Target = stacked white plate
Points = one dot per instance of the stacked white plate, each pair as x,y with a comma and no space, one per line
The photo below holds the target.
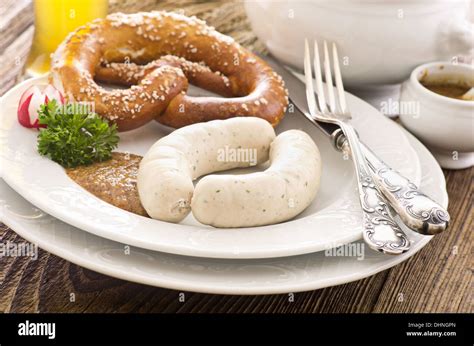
40,203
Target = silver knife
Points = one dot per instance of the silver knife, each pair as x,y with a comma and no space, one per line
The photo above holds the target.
417,211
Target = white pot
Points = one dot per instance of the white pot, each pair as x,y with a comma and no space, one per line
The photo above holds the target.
445,125
382,41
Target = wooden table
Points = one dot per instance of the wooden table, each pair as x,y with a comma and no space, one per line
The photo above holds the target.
436,279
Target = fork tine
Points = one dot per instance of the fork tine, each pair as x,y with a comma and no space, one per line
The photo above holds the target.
328,77
319,79
311,99
338,78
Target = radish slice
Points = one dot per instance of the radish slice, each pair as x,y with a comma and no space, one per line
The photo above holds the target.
32,99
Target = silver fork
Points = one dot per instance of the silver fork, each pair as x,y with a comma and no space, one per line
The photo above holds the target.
380,231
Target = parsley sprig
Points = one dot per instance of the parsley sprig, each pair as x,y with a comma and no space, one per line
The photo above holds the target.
72,139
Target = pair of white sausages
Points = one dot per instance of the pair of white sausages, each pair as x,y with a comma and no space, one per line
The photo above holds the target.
286,188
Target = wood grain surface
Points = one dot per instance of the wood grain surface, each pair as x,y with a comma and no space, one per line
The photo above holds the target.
437,279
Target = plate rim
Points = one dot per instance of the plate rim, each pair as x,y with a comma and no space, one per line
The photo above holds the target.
186,250
211,288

● ● ●

### [Task brief]
The lines from the one containing "Points = one dot per instance of the pair" through the last line of the material above are to be copied exactly, both ends included.

### [Solution below]
Points = one dot per instance of the pair of white sausages, each pair as x,y with a comma and no space, one per line
The photo above holds the target.
286,188
Target = wood grain surface
Points = one dot per instance of the wood grain surface, each pair as x,y with a comma and no space, one per line
The photo above holds the target.
437,279
Target = plate rim
Points = one dot per instance of the plate rim, each pair as x,y with a comma and no space, one per line
The photo above holds the target.
186,250
211,288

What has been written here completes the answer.